• CONSIGNES ET EXERCICES:
1. Recopiez, s’il vous plaît, le passage de l’extrait sur la pseudo-interview compris entre « Même pas dans » et « d’un contenu journalistique. », ces mots inclus.
2. D’après l’extrait sur la pseudo-interview, quel journaliste canadien a écrit le livre « Faire Dire: l’Interview Radio-télévision » ?

• EXTRAIT DU DOCUMENT:

Ce qui s’est passé hier sur la RTS1, TFM, Sen TV et 2STV, c’est une atteinte aux normes et pratiques journalistiques. Un président de la République qui paie des groupes de presse qui lui envoient des journalistes dits « indépendants » pour l’interviewer. Ca n’existe seulement qu’au Sénégal.

Même pas dans les dictatures où le tyran se contente seulement des médias publics. Ce qui est extraordinaire, c’est que Macky Sall associe, dans sa propagande politique, des médias indépendants.

Dans ce cas on ne parle plus d’interview, mais de « pseudo-interview » ou « d’interview truquée », selon les formules du journaliste canadien, Claude Sauvé dans son livre, « Faire Dire: l’Interview Radio-télévision ».

Selon M. Sauvé « La pseudo-interview est une conversation à moitié truquée puisqu’elle n’a pas comme objectif premier de dégager une information utile au public, mais plutôt celui de convaincre ce public d’adopter un produit ou une idéologie ». On peut l’appeler aussi un publireportage, c’est à dire une publicité qui prend la forme d’un contenu journalistique.

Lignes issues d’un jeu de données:
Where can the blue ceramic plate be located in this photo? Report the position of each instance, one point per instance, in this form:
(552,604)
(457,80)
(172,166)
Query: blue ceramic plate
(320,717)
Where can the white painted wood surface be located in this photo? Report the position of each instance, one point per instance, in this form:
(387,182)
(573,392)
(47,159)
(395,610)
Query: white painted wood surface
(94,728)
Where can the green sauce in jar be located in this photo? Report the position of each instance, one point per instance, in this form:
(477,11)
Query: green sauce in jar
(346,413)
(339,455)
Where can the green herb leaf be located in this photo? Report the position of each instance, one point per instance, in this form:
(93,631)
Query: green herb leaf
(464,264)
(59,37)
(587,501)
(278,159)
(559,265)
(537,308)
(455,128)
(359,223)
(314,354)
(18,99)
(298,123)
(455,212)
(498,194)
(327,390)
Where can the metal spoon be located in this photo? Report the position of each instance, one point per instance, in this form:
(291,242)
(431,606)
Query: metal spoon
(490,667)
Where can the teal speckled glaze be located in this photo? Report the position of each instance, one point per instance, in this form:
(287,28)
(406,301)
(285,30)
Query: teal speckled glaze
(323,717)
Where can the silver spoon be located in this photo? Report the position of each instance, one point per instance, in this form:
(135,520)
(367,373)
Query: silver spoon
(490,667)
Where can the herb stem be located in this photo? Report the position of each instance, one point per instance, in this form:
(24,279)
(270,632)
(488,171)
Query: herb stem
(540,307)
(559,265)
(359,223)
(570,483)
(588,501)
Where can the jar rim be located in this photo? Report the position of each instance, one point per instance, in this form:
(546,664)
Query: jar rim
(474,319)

• RÉPONSES SUCCESSIVES:
1.
Même pas dans les dictatures où le tyran se contente seulement des médias publics. Ce qui est extraordinaire, c’est que Macky Sall associe, dans sa propagande politique, des médias indépendants.

Dans ce cas on ne parle plus d’interview, mais de « pseudo-interview » ou « d’interview truquée », selon les formules du journaliste canadien, Claude Sauvé dans son livre, « Faire Dire: l’Interview Radio-télévision ».

Selon M. Sauvé « La pseudo-interview est une conversation à moitié truquée puisqu’elle n’a pas comme objectif premier de dégager une information utile au public, mais plutôt celui de convaincre ce public d’adopter un produit ou une idéologie ». On peut l’appeler aussi un publireportage, c’est à dire une publicité qui prend la forme d’un contenu journalistique.

2. Claude Sauvé.